**PASSAGE FOR REVIEW:**

# # # # # # #

La Turista La Turista by Sam Shepard
My rating: 2 of 5 stars

La Turista is not a play for reading, and probably not a play for seeing. It's a play to be studied. The political references are too obscure for most people to understand during a performance; for a start the allegories are very specifically American (I'm English) and of their time (1967). Even so, according to the reviews of its opening run, most of the New York audience didn't get it either.

For such a play to work as drama, there has to be something – a plot, a story, a character's journey – for the audience to identify with in case they're not getting the subtext. La Turista doesn't even pretend to have that, which explains why 90% of its original audience left the theatre utterly baffled by what they'd just seen. Shepard doesn't give you that. His characters are not characters but archetypes and their words have no meaning beyond the allegorical.

The plot, such as it is, has an American couple (Kent and Salem, named after cigarette brands) lying sick in a hotel in Mexico (i.e. Vietnam) – La Turista means not just a tourist but the kind of dysentery often suffered by tourists. A local boy comes in and won't leave but refuses their money and spits in Kent's face. Kent reappears dressed as a cowboy and is eventually killed by the ministrations of a local witchdoctor.

# # # # # # #

**REQUIREMENT A:** Rewrite the review of La Turista, starting with "La Turista is" and going on through "get it either.", putting "single viewing" in place of "performance".
**REQUIREMENT B:** Carry the review of La Turista forward from its last sentence.

**INFORMATION SUPPLIED:**

# # # # # # #

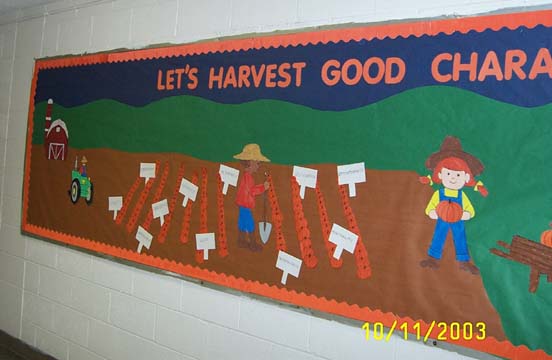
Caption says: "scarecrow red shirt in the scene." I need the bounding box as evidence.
[236,172,265,209]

# # # # # # #

**WRITTEN ANSWER A:**
La Turista is not a play for reading, and probably not a play for seeing. It's a play to be studied. The political references are too obscure for most people to understand during a single viewing; for a start the allegories are very specifically American (I'm English) and of their time (1967). Even so, according to the reviews of its opening run, most of the New York audience didn't get it either.

**WRITTEN ANSWER B:**
Act 2 mirrors Act 1 but is set back in America, with the witchdoctor replaced by an American doctor, whose attempts to cure Kent are frustrated by Kent's defiance – the allegory here being that of youth in revolt against its elders.

As usual, Shephard inserts a few coups de theatre that make the play difficult if not impossible to stage. There's nothing as drastic the one-legged man who shaves another actor's head in Buried Child, and it's difficult but not impossible to obey the stage direction:
"SALEM and SONNY make a lunge for KENT who grabs onto a rope and swings over their heads. He … runs straight toward the upstage wall of the set and leaps right through it, leaving a cut out silhouette of his body in the wall"
…but having a witchdoctor slaughter chickens live on stage would give most directors (and theatre managers) pause before staging the play.

Studying La Turista might well be very rewarding, even if it is no longer politically relevant, which is why I've given it two stars rather than the one it deserves purely as the text of a play to be performed.

If I read it again, I'll probably understand the allegorical meaning of the phone being torn from its socket, then being used normally and then being impossible to use because, obviously, it's been torn from its socket. Shepard is many things but incompetent isn't one of them. 'Pretentious' certainly is one of them, but it's the pretension of theatrical ambition, which is something to be applauded. Shepard, who was 25 when he wrote this, would go on to greater things, but La Turista doesn't really work.